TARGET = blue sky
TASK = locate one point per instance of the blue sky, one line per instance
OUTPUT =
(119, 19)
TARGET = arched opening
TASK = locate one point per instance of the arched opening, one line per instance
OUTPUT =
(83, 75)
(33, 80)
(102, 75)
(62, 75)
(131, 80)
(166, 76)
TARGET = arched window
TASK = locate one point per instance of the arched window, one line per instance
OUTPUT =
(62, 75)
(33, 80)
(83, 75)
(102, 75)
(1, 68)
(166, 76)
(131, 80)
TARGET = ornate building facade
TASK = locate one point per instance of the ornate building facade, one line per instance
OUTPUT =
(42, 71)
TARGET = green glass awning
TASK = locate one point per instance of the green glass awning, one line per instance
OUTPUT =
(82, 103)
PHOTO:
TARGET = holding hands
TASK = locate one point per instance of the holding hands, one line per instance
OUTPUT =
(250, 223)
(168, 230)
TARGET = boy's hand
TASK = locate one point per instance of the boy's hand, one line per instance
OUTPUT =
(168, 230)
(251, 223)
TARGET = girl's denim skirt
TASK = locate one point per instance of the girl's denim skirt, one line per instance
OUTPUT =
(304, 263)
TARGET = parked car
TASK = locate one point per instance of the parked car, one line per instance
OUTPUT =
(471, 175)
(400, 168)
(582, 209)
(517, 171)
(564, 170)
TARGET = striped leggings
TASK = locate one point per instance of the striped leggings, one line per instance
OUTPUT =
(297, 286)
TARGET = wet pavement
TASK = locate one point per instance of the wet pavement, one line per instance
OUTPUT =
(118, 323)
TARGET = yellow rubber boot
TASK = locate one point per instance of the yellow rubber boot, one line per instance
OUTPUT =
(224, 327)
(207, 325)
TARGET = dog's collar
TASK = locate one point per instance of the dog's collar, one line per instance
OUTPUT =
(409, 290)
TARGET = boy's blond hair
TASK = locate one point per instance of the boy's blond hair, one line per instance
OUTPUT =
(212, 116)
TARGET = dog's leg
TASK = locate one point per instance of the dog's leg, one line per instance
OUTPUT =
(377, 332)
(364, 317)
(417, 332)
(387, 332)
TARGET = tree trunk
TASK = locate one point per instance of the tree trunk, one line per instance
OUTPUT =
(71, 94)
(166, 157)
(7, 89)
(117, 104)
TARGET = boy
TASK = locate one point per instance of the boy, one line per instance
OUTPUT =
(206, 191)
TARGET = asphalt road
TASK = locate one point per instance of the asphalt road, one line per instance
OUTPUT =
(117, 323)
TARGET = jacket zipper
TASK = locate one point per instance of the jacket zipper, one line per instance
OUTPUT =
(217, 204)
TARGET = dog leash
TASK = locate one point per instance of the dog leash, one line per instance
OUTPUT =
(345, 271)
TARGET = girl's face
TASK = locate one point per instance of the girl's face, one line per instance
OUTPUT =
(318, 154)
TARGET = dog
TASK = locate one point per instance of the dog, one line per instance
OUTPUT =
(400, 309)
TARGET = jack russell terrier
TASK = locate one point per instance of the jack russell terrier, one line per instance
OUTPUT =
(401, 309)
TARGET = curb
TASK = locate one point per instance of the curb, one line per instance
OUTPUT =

**PROBLEM REQUIREMENTS:** Swap "jacket zipper" for "coat zipper" in the rows starting at the line containing "TARGET = asphalt road" and ending at the last row, and give those lines again with nothing else changed.

**THE RESULT:**
TARGET = asphalt road
TASK = locate one point per instance of the asphalt road, one line per instance
OUTPUT =
(117, 323)
TARGET = coat zipper
TASK = locate one point per instance of the coat zipper, one line per instance
OUTPUT =
(217, 204)
TARGET = dog leash
TASK = locate one point per instance of the dog leash, one line per instance
OUTPUT =
(345, 271)
TARGET = girl's face
TASK = locate one point per instance of the girl's face, one line per instance
OUTPUT =
(318, 154)
TARGET = dog
TASK = locate one point per instance of the dog, one line per instance
OUTPUT =
(400, 309)
TARGET = jack russell terrier
TASK = locate one point per instance of the jack russell terrier, one line per instance
OUTPUT =
(401, 309)
TARGET = curb
TASK = locate one point per instance of the curb, one line per instance
OUTPUT =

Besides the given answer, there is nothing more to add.